- SELECTED TEXT -
※ ※ ※

Jimmy has done a lot of work on himself to get to this point – not just to stare down his demons, but to understand them. It’s by sheer miracle he escaped the trauma of his childhood, but he reflects that perhaps he didn’t escape it at all; maybe it’s still there, in his heart. The earliest of his new music was written at the same time as he was writing his memoirs and, although the music is tinged with the trauma of a difficult childhood, it comes from a different place now.
Because although he’s been writing about these experiences for years, now that he understands his demons, he’s been able to write about them from a completely unique perspective; he’s eschewed the blame and been able to write objectively. He’s even “cleared stuff that was killing me”. The first lines of the new album – the title track – set the tone for this more understanding Jimmy: “Well I came from a broken home. My mama had a broken heart. And even though she tried to fight it; it was broken from the start.”
“One thing I’ve learnt is that no matter what you do or who you are, you have the same demons, the same background, the same troubles,” he explains. “It’s about how you cope with it.” While Working Class Boy and Working Class Man allowed Jimmy to get his story out in hundreds of pages of raw, riveting prose, My Criminal Record does it in around 50 minutes of brawling rock and roll and it’s been described as “one of his finest ever albums”.
Family too, have played an integral role in keeping him on the straight and narrow. Wife Jane Mahoney – the daughter of an Australian diplomat who famously left Jimmy and his heady rock’n’roll lifestyle, earning herself a starring role in the song Rising Sun – and their children sing together and play together. “I have thirteen grandchildren now,” Jimmy says.
“Family and music are entwined for me. They help with my sanity; they’re the ones that keep me going.” Jimmy’s life has been a rollercoaster ride from the start. But there’s little doubting that he’s at the top of the carnival ride right now – and he plans on staying there!

※ ※ ※

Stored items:
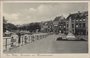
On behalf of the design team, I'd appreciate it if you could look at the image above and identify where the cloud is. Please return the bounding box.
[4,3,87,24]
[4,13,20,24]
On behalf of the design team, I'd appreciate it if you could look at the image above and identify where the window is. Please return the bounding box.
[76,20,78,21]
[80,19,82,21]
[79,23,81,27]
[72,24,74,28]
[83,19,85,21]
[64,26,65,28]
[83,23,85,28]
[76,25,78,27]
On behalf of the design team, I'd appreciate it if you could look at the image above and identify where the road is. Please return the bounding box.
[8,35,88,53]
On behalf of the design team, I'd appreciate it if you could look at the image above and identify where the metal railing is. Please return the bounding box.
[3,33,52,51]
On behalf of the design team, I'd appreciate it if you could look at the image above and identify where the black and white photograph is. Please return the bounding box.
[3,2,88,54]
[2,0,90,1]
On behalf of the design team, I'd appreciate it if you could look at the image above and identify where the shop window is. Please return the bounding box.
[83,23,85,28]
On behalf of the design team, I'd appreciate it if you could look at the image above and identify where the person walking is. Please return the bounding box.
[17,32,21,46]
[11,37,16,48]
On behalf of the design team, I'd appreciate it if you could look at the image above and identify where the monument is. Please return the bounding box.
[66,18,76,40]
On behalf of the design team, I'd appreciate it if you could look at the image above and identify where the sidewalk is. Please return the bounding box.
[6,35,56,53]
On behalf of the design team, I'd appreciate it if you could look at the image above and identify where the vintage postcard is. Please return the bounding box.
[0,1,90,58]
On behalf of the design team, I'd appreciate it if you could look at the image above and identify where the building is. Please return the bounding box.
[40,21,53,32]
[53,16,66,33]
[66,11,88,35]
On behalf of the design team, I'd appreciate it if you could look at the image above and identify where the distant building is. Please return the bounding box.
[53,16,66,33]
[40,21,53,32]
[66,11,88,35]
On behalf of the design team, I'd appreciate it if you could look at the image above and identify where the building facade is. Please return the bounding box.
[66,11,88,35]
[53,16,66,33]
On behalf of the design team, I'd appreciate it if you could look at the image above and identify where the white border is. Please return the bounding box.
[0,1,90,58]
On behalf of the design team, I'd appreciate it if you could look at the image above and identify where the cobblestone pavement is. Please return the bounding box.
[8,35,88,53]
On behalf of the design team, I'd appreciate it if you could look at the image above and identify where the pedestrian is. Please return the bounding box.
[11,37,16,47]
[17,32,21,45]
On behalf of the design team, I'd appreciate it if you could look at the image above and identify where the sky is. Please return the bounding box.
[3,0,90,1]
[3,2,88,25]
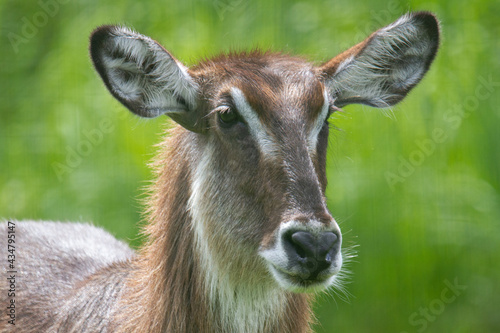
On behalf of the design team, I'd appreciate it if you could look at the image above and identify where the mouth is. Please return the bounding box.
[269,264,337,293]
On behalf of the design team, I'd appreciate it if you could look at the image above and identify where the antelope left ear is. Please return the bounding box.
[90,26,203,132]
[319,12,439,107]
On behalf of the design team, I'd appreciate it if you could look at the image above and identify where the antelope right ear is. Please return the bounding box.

※ ※ ※

- WHAT IS REQUIRED -
Can you edit the passage about Jimmy, starting with "Jimmy has done" and going on through "different place now.", so that "memoirs" is replaced with "autobiography"? These rows are separate material, apart from the passage about Jimmy.

- RESULT OF THE EXERCISE -
Jimmy has done a lot of work on himself to get to this point – not just to stare down his demons, but to understand them. It’s by sheer miracle he escaped the trauma of his childhood, but he reflects that perhaps he didn’t escape it at all; maybe it’s still there, in his heart. The earliest of his new music was written at the same time as he was writing his autobiography and, although the music is tinged with the trauma of a difficult childhood, it comes from a different place now.